*** Opening of Records supplied ***
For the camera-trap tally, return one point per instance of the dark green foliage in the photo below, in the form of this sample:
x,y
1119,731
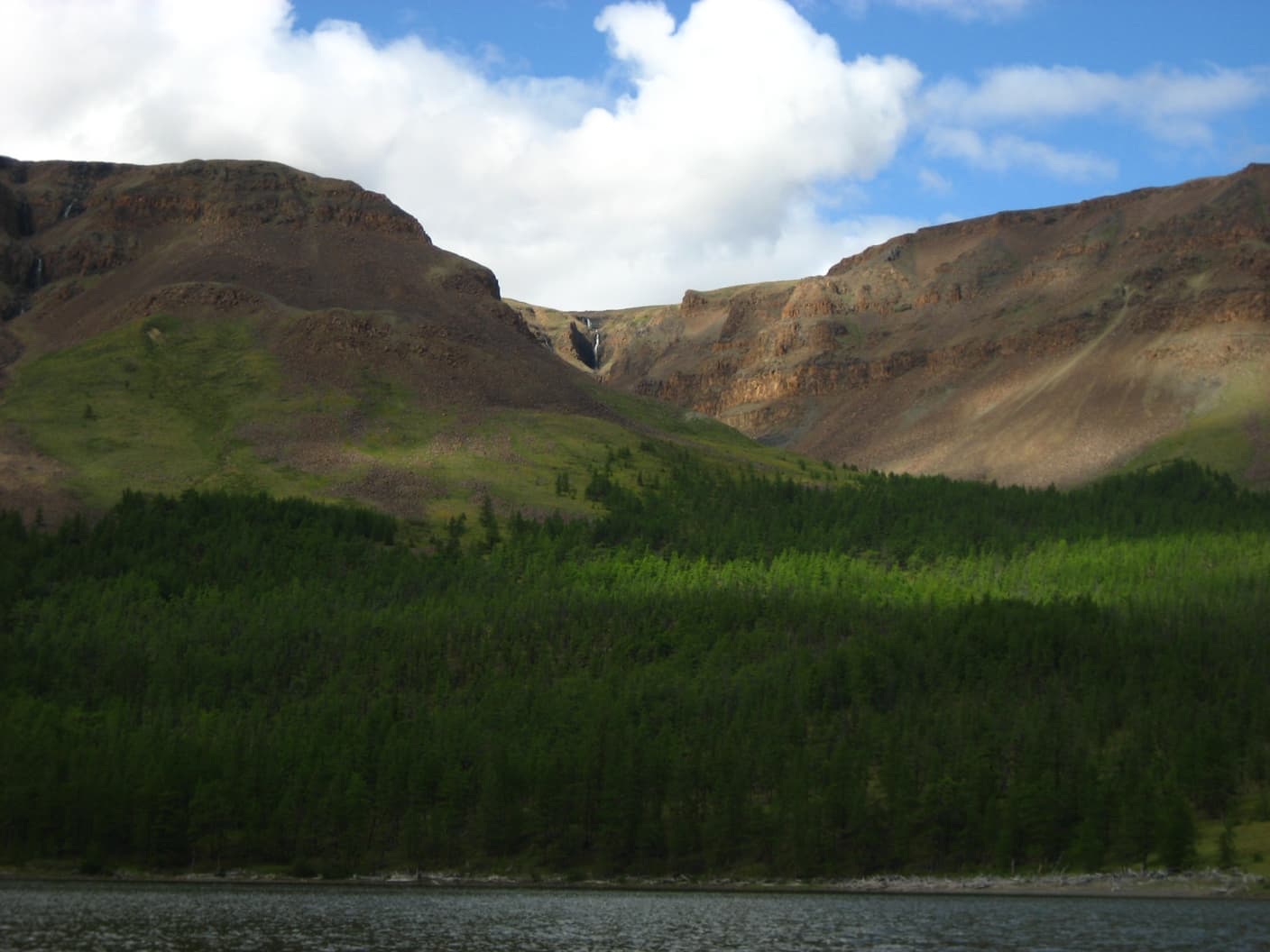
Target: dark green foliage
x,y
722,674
*** Close of Records supplied ***
## Activity
Reproduce each entry precisely, dropping only the pictures.

## Exercise answer
For the camera-trap tally, return one point per instance of the dark green foliage in the photo below, in the form of this sample:
x,y
1119,731
Target: dark green foliage
x,y
722,674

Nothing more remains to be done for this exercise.